■ **WHAT THE EXERCISE ASKS**
Exactly reproduce each line of the listing that follows.

Entries taken from a collection:
⟨

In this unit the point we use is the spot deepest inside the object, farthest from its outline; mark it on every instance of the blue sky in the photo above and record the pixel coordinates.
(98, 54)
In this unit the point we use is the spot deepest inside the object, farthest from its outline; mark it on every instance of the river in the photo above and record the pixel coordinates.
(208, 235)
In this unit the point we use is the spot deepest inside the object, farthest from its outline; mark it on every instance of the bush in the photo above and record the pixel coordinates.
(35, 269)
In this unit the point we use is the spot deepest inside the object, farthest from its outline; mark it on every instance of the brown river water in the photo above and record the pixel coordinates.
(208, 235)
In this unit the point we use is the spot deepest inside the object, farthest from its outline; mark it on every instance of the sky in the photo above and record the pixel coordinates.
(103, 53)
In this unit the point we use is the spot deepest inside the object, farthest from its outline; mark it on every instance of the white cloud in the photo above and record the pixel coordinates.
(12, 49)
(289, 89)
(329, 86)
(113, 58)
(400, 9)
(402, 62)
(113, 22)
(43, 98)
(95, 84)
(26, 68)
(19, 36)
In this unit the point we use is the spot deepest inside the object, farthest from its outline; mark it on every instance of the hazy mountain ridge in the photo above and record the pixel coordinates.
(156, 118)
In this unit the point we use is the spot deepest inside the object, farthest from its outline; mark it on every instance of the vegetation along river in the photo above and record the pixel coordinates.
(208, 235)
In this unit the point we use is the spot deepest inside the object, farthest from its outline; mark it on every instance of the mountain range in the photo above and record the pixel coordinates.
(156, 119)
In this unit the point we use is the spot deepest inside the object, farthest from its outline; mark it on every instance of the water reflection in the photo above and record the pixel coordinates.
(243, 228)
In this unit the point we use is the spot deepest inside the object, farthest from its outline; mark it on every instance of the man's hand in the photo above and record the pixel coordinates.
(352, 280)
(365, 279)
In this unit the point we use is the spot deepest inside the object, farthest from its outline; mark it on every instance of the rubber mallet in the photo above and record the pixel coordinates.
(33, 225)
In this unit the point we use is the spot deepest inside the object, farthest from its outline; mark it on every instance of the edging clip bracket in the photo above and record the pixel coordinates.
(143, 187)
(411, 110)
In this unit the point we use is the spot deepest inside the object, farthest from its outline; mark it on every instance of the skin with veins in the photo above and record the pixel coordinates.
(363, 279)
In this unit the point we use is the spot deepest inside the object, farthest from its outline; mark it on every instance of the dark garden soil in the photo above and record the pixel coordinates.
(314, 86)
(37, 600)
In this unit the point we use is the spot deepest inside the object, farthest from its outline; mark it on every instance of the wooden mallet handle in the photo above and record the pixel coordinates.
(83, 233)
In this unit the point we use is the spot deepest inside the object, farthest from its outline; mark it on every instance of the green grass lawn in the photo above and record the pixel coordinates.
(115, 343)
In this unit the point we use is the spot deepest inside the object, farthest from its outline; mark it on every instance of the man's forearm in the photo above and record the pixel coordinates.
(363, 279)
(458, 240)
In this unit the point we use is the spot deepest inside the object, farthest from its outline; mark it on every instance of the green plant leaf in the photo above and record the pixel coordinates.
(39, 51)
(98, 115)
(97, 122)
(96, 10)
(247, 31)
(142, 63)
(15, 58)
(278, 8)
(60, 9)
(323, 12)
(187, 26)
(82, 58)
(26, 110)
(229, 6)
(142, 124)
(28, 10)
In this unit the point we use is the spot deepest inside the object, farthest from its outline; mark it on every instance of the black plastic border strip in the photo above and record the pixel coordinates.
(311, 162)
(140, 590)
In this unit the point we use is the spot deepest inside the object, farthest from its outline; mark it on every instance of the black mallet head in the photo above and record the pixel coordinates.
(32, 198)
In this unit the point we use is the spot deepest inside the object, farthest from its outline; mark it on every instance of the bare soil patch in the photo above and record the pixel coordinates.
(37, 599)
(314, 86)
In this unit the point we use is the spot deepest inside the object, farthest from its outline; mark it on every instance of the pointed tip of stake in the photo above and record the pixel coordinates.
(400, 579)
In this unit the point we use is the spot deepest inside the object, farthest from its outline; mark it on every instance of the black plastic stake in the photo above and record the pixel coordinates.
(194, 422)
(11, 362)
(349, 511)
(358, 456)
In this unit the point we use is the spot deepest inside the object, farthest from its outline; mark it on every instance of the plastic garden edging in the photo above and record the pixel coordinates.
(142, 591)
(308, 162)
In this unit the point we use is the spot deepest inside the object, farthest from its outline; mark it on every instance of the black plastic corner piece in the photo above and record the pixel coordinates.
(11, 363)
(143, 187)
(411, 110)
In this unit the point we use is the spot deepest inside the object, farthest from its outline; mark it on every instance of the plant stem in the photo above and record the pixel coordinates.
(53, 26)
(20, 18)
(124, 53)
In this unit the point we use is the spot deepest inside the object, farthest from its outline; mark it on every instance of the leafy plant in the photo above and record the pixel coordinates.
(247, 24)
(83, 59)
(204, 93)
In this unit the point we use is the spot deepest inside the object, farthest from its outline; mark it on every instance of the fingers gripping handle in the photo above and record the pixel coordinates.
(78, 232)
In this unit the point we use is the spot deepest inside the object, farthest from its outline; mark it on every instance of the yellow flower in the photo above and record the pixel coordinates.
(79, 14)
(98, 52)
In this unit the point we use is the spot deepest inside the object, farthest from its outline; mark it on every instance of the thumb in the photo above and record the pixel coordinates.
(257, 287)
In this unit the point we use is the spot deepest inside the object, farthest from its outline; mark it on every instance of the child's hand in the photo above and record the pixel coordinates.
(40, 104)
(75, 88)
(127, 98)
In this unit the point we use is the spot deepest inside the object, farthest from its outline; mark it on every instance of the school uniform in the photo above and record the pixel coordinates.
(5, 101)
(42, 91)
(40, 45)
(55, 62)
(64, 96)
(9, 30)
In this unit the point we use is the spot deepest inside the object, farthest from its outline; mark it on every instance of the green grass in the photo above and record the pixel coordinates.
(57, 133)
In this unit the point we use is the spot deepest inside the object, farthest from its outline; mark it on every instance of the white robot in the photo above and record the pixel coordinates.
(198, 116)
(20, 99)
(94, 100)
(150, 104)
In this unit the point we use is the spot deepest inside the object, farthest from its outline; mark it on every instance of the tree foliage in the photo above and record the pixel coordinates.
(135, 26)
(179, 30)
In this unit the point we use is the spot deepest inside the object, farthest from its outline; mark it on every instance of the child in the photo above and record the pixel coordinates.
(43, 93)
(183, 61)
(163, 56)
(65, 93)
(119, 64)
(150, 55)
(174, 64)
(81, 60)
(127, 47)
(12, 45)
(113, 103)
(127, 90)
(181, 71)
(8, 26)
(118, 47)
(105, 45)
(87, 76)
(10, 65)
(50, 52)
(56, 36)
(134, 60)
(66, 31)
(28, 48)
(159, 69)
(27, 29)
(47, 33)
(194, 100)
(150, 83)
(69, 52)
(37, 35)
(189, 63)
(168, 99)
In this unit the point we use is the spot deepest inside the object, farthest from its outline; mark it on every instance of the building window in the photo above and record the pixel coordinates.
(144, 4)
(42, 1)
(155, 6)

⟩

■ **COMPLETE ANSWER**
In this unit the point we use is the spot deepest inside the object, farthest from its outline; mark it on every instance of the blue sky in the photo above and record the pixel coordinates.
(98, 54)
In this unit the point we use is the spot deepest inside the object, farthest from its outline; mark it on every instance of the river in the photo above and record the pixel coordinates.
(208, 235)
In this unit the point we use is the spot deepest inside the object, farthest from its outline; mark it on every instance of the bush in the photo above and record the pixel coordinates.
(35, 269)
In this unit the point we use is the spot deepest inside the object, farthest from its outline; mark it on every instance of the brown river water in the photo above and record the pixel coordinates.
(208, 235)
In this unit the point we use is the spot deepest inside the object, farthest from its outline; mark it on every instance of the sky in the photo above and record the pixel coordinates.
(103, 53)
In this unit the point we use is the spot deepest inside the object, farthest from its outline; mark it on every instance of the white cloud in the photo above and record the pixel coordinates.
(12, 49)
(289, 89)
(329, 86)
(113, 58)
(400, 9)
(402, 62)
(113, 22)
(43, 98)
(95, 84)
(26, 68)
(19, 36)
In this unit the point we use is the spot deepest inside the object, farthest from its outline; mark it on every instance of the hazy mountain ridge in the photo above and record the pixel coordinates.
(156, 118)
In this unit the point we use is the spot deepest inside the object, farthest from its outline; mark it on every instance of the vegetation along river in the photo above and record the pixel coordinates.
(208, 235)
In this unit the point we use is the spot deepest inside the object, farthest from its outline; mark it on every instance of the mountain range in the photo above and record the pixel coordinates.
(156, 119)
In this unit the point we use is the spot deepest inside the object, farthest from its outline; mark it on every instance of the water reflection in the photo above and record the pixel coordinates.
(243, 228)
In this unit the point we use is the spot deepest inside the object, farthest from its outline; mark it on every instance of the man's hand in the photo above and record the pixel coordinates.
(352, 280)
(365, 279)
In this unit the point we use is the spot deepest inside the object, farthest from its outline; mark it on every instance of the rubber mallet in the photo above and record the pixel coordinates.
(33, 225)
In this unit the point we use is the spot deepest inside the object, farthest from its outline; mark it on every instance of the edging clip bracket in the photo above and record the pixel coordinates.
(143, 187)
(411, 110)
In this unit the point we use is the spot deepest inside the object, farthest from its outline; mark it on every instance of the skin with veins in the photo above and record the pixel coordinates.
(363, 279)
In this unit the point we use is the spot deepest inside the object, farthest from its outline; mark it on every instance of the dark garden soil in the photo above and record the pixel coordinates.
(314, 86)
(37, 600)
In this unit the point we use is the spot deepest inside the object, farthest from its outline; mark it on every instance of the wooden mallet handle in the photo above and record the pixel coordinates.
(83, 233)
In this unit the point we use is the spot deepest inside the object, farthest from its outline; mark it on every instance of the green grass lawn in the photo above and record the pixel coordinates.
(115, 343)
In this unit the point we use is the spot deepest inside the object, farthest from its outline; mark it on every instance of the man's forearm in the photo above and record the pixel coordinates.
(363, 279)
(458, 240)
In this unit the point we use is the spot deepest inside the object, farthest from its outline; mark it on every instance of the green plant leaf in the photo above and record the pixel coordinates.
(39, 51)
(98, 115)
(97, 122)
(96, 10)
(247, 31)
(142, 63)
(15, 58)
(278, 8)
(60, 9)
(323, 12)
(187, 26)
(82, 58)
(26, 110)
(229, 6)
(142, 124)
(28, 10)
In this unit the point we use is the spot deepest inside the object, farthest from its outline; mark it on every instance of the black plastic border strip in the photo above and record the pixel coordinates.
(311, 162)
(140, 590)
In this unit the point we use is the spot deepest inside the object, farthest from its outline; mark it on every instance of the black mallet head in the photo above and record the pixel coordinates.
(32, 198)
In this unit the point we use is the spot deepest inside the object, farthest from its outline; mark it on every instance of the bare soil patch in the photo above and record the pixel coordinates.
(37, 599)
(314, 86)
In this unit the point we use is the spot deepest inside the object, farthest from its outline; mark it on every instance of the pointed tip of stake in the photo above and record the pixel coordinates.
(400, 579)
In this unit the point we use is the spot deepest inside the object, farthest from its outline; mark it on every instance of the black plastic stake in the photo above and record the pixel coordinates.
(194, 422)
(11, 362)
(349, 511)
(358, 456)
In this unit the point we use is the spot deepest inside the object, farthest from its outline; mark it on every instance of the plastic garden edging in the photo above and record the pixel coordinates.
(142, 591)
(308, 162)
In this unit the point we use is the spot deepest inside the object, farthest from its outline; mark it on every instance of the black plastic corner piece in the photo above and record the pixel coordinates.
(11, 363)
(143, 187)
(411, 110)
In this unit the point we use is the spot deepest inside the object, farthest from its outline; mark it on every instance of the plant stem in the photo above and record the pixel coordinates.
(53, 26)
(20, 18)
(124, 53)
In this unit the point we use is the spot deepest inside the object, farthest from its outline; mark it on every instance of the leafy plant in the photo above and record the pixel coordinates.
(247, 24)
(83, 59)
(204, 93)
In this unit the point we use is the spot deepest inside the object, farthest from its outline; mark it on every instance of the fingers gripping handle in the photo above and record the pixel coordinates.
(78, 232)
In this unit the point we use is the spot deepest inside the object, farthest from its outline; mark it on every instance of the yellow flower in the photo above and record the pixel coordinates.
(79, 14)
(98, 52)
In this unit the point we use is the spot deepest inside the object, farthest from its outline; mark it on every instance of the thumb in the photo above and record the pixel coordinates.
(257, 287)
In this unit the point we use is the spot deepest inside the object, farthest from its outline; mark it on every instance of the child's hand in the photo above and record the pixel coordinates.
(40, 104)
(75, 88)
(127, 98)
In this unit the point we use is the spot deepest inside the object, farthest from its outline; mark it on every instance of the school uniform in the photo above and record the pixel coordinates.
(5, 101)
(42, 91)
(40, 45)
(55, 62)
(64, 96)
(9, 30)
In this unit the point we use is the spot deepest inside the object, farthest from its outline; mark it on every instance of the green grass in the photo above and record the pixel coordinates.
(57, 133)
In this unit the point we use is the spot deepest inside the object, farthest from its outline; mark it on every instance of the white robot in the photo above and record the pixel coordinates.
(198, 116)
(20, 99)
(94, 100)
(150, 104)
In this unit the point we use is the spot deepest inside the object, farthest from its outline; mark it on every instance of the tree foliage in the photo above and record the pixel coordinates.
(135, 26)
(179, 30)
In this unit the point we use is the spot deepest inside the object, farthest from its outline; mark it on every instance of the child in the photo above and record the pixel coordinates.
(43, 93)
(183, 61)
(163, 56)
(65, 93)
(119, 64)
(150, 55)
(174, 64)
(81, 60)
(127, 47)
(12, 45)
(113, 103)
(127, 90)
(181, 71)
(8, 26)
(118, 47)
(105, 45)
(87, 76)
(10, 65)
(50, 52)
(56, 36)
(134, 60)
(66, 31)
(28, 48)
(159, 69)
(27, 29)
(47, 33)
(194, 100)
(150, 83)
(69, 52)
(37, 35)
(189, 63)
(168, 99)
In this unit the point we use is the spot deepest inside the object, farthest from its outline; mark it on every instance of the building window in the photo above and record the pixel coordinates.
(144, 4)
(42, 1)
(155, 6)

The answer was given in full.